*** Reading text ***
# Clipboard and Jails



## BawdyAnarchist (Sep 10, 2020)

I think I know the answer to this, but want to confirm...

I'm setting up the Falkon browser in my jails, and one of the options is to allow Javascript access to the clipboard.  I'm guessing that it only has access to the clipboard internal to the jail, but I really want to confirm that.

The reason I'm doubting myself is because of how easy it is to copy/paste between jails.  I want to make sure that internal jails Javascript don't have permissionless access to host clipboard.


----------



## chrbr (Sep 10, 2020)

I have given it a try by using x11/xclip. In my jail the x-stuff makes use of the xserver on the host. The method is described in https://forums.freebsd.org/threads/...-in-a-jail-using-iocage-and-ssh-jailme.53362/. I use the sysutils/jailme method.
I can run `echo "Hey"|xclip -i` in the jail and read it on the host by `xclip -o`. The other direction works, too.


----------



## BawdyAnarchist (Sep 10, 2020)

I'm not asking _IF _or _HOW _to accomplish clipboard ops. I have no problems.

I'm asking about how jails cliboard functions under the hood with the security implications.


----------



## shkhln (Sep 10, 2020)

What is a clipboard?


----------
*** Given information ***
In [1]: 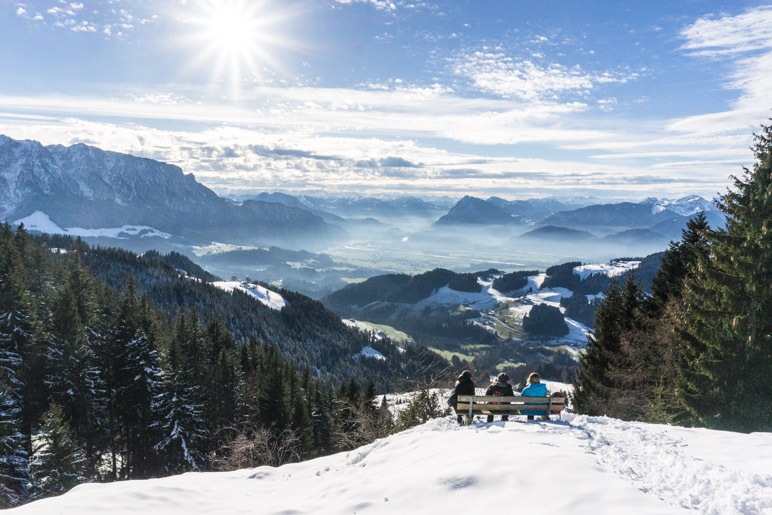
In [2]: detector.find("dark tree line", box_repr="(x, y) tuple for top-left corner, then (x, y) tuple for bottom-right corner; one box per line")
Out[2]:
(0, 229), (434, 507)
(573, 126), (772, 432)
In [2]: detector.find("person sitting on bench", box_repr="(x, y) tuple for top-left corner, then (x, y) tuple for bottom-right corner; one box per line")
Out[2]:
(448, 370), (474, 424)
(520, 372), (549, 420)
(485, 372), (515, 422)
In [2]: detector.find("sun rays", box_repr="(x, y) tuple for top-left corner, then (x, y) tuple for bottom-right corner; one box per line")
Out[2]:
(183, 0), (297, 99)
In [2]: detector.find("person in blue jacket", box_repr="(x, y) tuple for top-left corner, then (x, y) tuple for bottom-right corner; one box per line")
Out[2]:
(520, 372), (549, 420)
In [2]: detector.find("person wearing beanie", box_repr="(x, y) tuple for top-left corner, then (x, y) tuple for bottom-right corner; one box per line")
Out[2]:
(448, 370), (475, 424)
(520, 372), (549, 420)
(485, 372), (515, 422)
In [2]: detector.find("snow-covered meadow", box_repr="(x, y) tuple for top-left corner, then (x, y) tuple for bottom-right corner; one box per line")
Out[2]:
(8, 415), (772, 515)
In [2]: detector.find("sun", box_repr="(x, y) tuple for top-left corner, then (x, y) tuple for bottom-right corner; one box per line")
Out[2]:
(185, 0), (293, 96)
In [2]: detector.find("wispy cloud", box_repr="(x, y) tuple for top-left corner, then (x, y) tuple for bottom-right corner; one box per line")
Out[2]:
(681, 6), (772, 57)
(450, 49), (638, 101)
(16, 0), (158, 38)
(669, 6), (772, 133)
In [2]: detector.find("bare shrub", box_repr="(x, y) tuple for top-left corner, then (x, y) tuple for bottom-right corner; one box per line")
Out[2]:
(209, 428), (301, 470)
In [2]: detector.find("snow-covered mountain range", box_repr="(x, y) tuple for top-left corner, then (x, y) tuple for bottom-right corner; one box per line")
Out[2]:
(0, 136), (342, 248)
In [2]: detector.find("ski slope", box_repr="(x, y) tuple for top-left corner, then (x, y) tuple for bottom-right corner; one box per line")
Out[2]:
(7, 415), (772, 515)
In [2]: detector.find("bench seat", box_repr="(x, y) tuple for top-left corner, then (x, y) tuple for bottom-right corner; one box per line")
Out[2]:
(456, 395), (566, 424)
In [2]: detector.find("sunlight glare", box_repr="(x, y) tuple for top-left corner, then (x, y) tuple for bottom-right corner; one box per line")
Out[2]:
(182, 0), (298, 98)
***
--- Problem A ---
How would you put this sentence from the forum thread on jails into German: "I have given it a try by using x11/xclip."?
--- Problem B ---
Could you copy the forum thread on jails word for word, from "## chrbr (Sep" to "direction works, too."?
The lines aren't needed for anything here.

--- Correct response A ---
Ich habe es mit x11/xclip ausprobiert.

--- Correct response B ---
## chrbr (Sep 10, 2020)

I have given it a try by using x11/xclip. In my jail the x-stuff makes use of the xserver on the host. The method is described in https://forums.freebsd.org/threads/...-in-a-jail-using-iocage-and-ssh-jailme.53362/. I use the sysutils/jailme method.
I can run `echo "Hey"|xclip -i` in the jail and read it on the host by `xclip -o`. The other direction works, too.